__ZITIERTER TEXT__:
--*--

Schon seit Jahren waren Micha und Schneller auch mit der Organisation von Konzerten
beschäftigt und für Micha war diese Tätigkeit wohl interessanter und wichtiger geworden,
als selbst hinterm Mikro zu stehen. 1995, nach 9 Jahren verliess er die Band.
EIN NEUER RIESE ERSCHEINT AM HORIZONT
Alle drei verbliebenen Sumpfpäpste hatten schon seit einiger Zeit andere Bandprojekte und
Sumpfpäpste kochten auf Sparflamme. Manou spielte bei "Three X", Schneller bei "The
Swellings" und Torte bei "Slowburn" (später "Hunger"). Allen war jedoch der stimmgewaltige
Frontmann von "Slowburn" angenehm aufgefallen, der auch mit einer rücksichtslosen
Bühnenshow brillierte. Torte fragte seinen Bandkollegen und Anfang 1996 stieg Wolfgang bei
den Sumpfpäpsten ein. In mühsamer Kleinarbeit wurden alte Songs umarrangiert und neue Songs
komponiert. Im November 1996 konnte das neue Programm als Support der legendären
australischen Punkband "The Saints" vorgestellt werden. Und die Sumpfpäpste waren besser
denn je!!

--*--

__GESTELLTE AUFGABE A__: Als Support welcher Band stellten die Sumpfpäpste laut dem Text über die Band im November 1996 ihr neues Programm vor?

__Datensätze__:
--*--

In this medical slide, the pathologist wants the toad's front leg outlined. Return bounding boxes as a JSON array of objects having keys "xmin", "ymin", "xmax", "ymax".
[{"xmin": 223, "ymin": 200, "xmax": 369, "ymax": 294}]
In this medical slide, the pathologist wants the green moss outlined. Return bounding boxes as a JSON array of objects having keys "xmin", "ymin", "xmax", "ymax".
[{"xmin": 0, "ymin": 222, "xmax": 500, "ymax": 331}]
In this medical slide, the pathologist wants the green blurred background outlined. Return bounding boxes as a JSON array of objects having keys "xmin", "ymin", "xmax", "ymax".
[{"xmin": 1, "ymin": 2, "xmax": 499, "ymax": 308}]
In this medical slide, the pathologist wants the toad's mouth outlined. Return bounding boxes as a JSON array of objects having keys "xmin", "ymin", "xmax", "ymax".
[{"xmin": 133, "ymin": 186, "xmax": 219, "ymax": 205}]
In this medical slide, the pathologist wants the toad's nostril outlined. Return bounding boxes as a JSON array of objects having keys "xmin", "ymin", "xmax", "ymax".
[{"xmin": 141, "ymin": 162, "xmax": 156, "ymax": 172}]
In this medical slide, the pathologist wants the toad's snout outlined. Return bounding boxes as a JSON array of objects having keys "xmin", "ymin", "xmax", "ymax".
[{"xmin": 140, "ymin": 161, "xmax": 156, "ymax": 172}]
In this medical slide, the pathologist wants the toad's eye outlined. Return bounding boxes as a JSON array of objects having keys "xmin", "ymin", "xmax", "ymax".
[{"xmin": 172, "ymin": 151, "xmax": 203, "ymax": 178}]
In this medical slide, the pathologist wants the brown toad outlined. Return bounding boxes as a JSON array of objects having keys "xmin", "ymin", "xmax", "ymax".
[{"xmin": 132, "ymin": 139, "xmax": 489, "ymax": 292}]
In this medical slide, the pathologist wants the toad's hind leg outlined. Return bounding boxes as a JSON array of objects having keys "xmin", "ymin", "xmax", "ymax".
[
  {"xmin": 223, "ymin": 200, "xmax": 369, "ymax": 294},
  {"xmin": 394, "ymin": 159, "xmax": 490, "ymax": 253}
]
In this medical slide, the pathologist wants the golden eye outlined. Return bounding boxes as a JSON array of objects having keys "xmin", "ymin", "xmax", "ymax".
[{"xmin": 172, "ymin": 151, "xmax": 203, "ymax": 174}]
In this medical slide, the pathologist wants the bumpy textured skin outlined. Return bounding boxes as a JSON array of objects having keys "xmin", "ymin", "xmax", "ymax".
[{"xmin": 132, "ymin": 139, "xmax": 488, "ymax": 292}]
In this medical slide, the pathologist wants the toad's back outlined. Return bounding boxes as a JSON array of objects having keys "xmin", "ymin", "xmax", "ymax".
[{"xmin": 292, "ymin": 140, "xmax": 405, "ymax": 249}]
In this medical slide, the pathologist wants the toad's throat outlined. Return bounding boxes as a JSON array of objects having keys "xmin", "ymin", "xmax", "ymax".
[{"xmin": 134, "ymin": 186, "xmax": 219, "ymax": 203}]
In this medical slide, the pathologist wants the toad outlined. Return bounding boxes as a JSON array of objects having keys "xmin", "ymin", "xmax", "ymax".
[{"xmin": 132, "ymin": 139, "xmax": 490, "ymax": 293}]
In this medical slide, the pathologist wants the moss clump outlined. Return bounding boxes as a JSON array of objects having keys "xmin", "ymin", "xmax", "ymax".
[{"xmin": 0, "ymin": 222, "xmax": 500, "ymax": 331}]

--*--

__GESTELLTE AUFGABE B__: Gib die Anzahl der Zeilen in den Einträgen an, die die Zeichenfolge „moss“ enthalten, und nenne nur diese Zahl.

__RICHTIGE ANTWORT A__: Als Support der australischen Punkband „The Saints“.

__RICHTIGE ANTWORT B__: 2